* _REQUIRED WORK_
Rewrite the entries in the part that opens with the line containing "In this exercise you will tag every instance of the shirt" and closes with the line containing "<point>209,105</point>", changing "shirt collar" to "jacket collar" and keeping everything else unchanged. Leave the pictures out of your answer.

* _SUPPLIED MATERIAL_

****

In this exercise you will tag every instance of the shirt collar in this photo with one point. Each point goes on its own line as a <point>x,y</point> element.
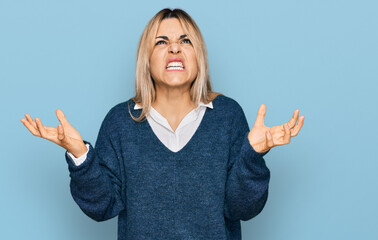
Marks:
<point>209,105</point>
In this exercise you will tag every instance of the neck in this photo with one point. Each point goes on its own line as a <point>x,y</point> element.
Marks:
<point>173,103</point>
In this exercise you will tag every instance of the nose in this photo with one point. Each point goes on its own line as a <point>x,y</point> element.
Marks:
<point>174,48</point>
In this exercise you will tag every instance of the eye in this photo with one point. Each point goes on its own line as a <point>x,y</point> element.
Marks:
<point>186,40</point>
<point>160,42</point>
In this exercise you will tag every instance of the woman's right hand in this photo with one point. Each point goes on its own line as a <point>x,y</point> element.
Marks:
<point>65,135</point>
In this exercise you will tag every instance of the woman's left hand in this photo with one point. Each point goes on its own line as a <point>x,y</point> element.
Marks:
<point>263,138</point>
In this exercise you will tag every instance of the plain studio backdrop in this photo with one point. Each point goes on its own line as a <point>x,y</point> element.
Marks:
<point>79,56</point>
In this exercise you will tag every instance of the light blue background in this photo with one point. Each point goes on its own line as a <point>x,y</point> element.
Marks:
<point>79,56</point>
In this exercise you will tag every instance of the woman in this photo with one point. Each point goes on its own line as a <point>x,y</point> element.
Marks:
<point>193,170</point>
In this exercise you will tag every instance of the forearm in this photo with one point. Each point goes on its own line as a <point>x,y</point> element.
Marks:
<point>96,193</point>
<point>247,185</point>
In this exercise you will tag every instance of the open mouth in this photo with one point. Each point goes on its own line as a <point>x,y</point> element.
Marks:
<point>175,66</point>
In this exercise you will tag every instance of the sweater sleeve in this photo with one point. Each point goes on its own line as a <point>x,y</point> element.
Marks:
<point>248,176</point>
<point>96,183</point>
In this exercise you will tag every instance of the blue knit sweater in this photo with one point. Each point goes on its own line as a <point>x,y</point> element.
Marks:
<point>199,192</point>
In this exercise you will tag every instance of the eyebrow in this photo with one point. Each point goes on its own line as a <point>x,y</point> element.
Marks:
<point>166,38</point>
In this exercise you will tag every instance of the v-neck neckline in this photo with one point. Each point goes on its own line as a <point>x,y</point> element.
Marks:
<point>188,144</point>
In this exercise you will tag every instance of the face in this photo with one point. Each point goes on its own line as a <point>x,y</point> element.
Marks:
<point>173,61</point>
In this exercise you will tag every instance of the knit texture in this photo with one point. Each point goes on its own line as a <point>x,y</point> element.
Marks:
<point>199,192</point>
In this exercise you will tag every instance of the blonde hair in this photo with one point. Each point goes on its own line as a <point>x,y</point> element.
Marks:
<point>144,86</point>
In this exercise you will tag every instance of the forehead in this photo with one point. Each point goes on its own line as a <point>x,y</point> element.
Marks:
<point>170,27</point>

****

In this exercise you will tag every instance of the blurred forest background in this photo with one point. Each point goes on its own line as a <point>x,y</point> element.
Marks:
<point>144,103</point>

****

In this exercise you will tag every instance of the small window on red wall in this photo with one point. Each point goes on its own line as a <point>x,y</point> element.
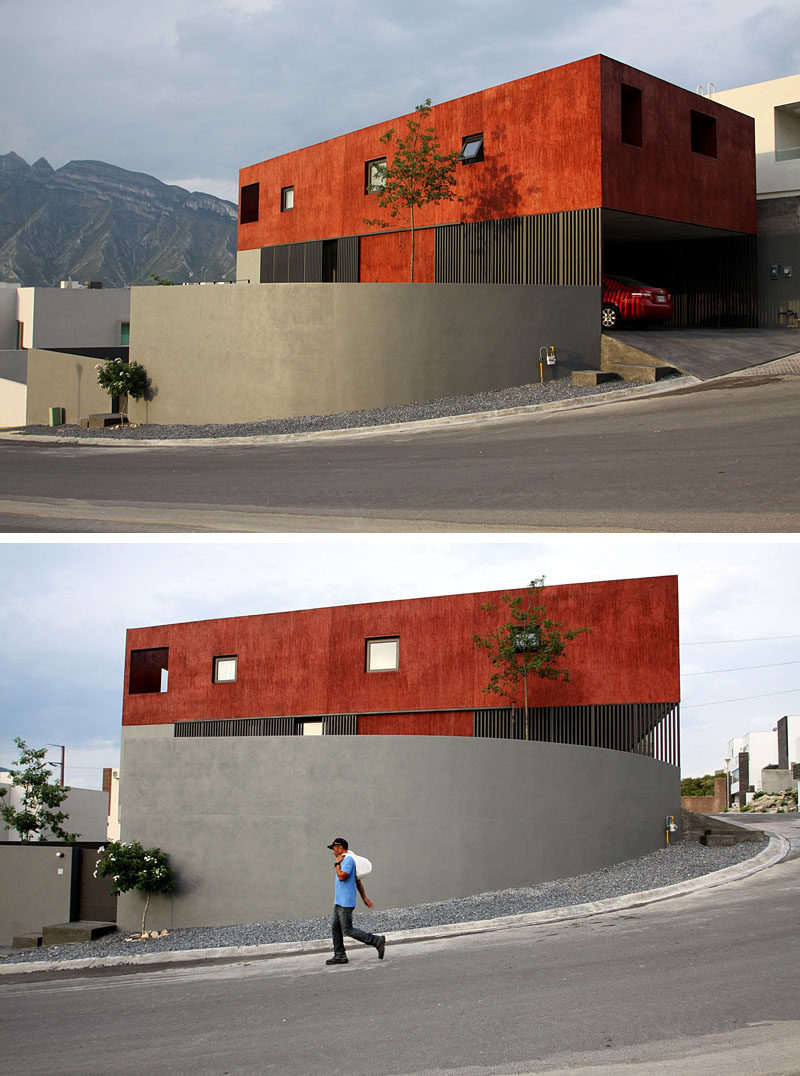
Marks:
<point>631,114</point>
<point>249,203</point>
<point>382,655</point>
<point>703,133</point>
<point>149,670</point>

****

* _ANSWER BELOW_
In this exercise you will tag every instance of the jacket collar in this photo with one point. Each point goes on its own line as a <point>x,y</point> element.
Marks:
<point>209,105</point>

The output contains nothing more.